PAGE TEXT:
=-=-=-=-=

I just spent a whole month of my life glued to all manner of screens devouring world cup football (or soccer as you call it here in America). There were many things I should have been doing, instead I was watching the beautiful game unfold in South Africa. Now I know that for most of the American public this is a sport that lacks excitement, a game can end with no one scoring any goals; and confuses, the offside rule. FIFA’s refusal to allow instant playback is seen as archaic and nonsensical. But if you grow up anywhere outside the USA, this is the only sport that counts.
Growing up in a public housing project just outside of Glasgow, Scotland in the 80’s there were only two ways I knew of how to escape the economic depression of Thatcher’s Britain: 1. Be a professional football (soccer) player or 2. Be a rock star. I thought I was duty bound to follow in my father’s football footsteps. But two significant factors stood in my way and explain why I am now an artist and not lacing up boots for my home team, Glasgow Celtic. Number one, I was a terrible footballer and number two, the world of 1980’s Scotland precluded any chance of a girl ever being taken seriously in what was, and still remains today, a male dominated sport. Watching my son fall in love with football these past months I have been thinking about how my own childhood dreams of playing professionally were dismissed. I look at my son and wonder at his sense of entitlement about his place in the world of sport. And then I found myself in Houston, Texas.

=-=-=-=-=

RECORDS SUPPLIED:
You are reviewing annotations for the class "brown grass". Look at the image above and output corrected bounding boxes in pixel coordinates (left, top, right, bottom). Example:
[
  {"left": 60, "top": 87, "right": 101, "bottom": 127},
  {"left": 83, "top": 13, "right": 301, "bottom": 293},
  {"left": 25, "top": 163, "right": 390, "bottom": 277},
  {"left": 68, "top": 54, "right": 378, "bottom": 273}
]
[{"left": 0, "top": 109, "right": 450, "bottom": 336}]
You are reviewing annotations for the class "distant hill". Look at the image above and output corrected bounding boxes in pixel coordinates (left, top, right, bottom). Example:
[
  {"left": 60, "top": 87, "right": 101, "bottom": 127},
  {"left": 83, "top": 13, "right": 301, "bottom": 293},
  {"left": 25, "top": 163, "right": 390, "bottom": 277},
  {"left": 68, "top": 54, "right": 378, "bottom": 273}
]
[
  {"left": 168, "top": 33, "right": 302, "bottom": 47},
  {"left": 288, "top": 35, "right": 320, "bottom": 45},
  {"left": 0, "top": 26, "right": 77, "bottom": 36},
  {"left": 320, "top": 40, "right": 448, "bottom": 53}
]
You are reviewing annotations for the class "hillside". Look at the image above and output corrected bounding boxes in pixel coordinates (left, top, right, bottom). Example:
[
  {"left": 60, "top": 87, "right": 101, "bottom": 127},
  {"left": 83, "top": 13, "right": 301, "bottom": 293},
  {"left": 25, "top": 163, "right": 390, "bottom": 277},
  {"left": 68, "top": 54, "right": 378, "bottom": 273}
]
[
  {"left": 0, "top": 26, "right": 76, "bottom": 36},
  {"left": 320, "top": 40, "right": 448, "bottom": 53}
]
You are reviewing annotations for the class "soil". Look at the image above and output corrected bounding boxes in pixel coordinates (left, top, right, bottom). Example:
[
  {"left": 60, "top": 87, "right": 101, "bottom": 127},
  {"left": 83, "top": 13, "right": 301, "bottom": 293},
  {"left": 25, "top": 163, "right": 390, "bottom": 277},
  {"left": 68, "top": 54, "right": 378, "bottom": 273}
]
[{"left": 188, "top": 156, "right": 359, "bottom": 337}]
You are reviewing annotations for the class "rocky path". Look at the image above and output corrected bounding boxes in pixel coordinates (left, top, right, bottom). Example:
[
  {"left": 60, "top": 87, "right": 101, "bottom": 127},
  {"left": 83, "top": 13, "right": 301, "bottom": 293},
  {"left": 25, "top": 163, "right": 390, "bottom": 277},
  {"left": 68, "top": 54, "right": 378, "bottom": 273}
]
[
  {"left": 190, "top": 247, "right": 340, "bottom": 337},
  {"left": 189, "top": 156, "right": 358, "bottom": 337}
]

=-=-=-=-=

WRITTEN TASKS:
• a. Filter the records down to every line that contains the word "grass", copying each one unchanged.
• b. Continue the personal essay about World Cup football and a Glasgow childhood, starting right after its final sentence.

ANSWERS IN ORDER:
• a.
You are reviewing annotations for the class "brown grass". Look at the image above and output corrected bounding boxes in pixel coordinates (left, top, right, bottom). Example:

• b.
While in Texas, I decided to visit the museum of the most lauded women in Americas sports history, Babe Didrikson Zaharias. Likely you have never heard of her. Babe Didrikson Zaharias was and remains to this day the most accomplished American athlete (male or female) of the last century yet The extraordinary achievements of this women are housed in a one room building the size of a small post office, in Beaumont Texas, the town where she grew up. Babe transcended gender expectations in a time when their rigidity was enforced even by ones undergarments. Although Babe never let such constraints stand in the way of hitting a great golf ball, “I just loosen my girdle and let ‘er fly!”(1). The story goes that in the early 1930s, an unsuspecting New York newspaper reporter approached Mildred Ella “Babe” Didrikson, at this time she was, at nineteen, nationally known as a championship basketball player and double gold and silver medalist in track and field at the 1932 Los Angeles Olympics. The reporter said, “I’m told you also swim, shoot, ride, row, box, and play tennis, golf, basketball, football, polo and billiards. Is there anything at all you don’t play?” “Yeah,” the East Texan replied, “dolls” (2).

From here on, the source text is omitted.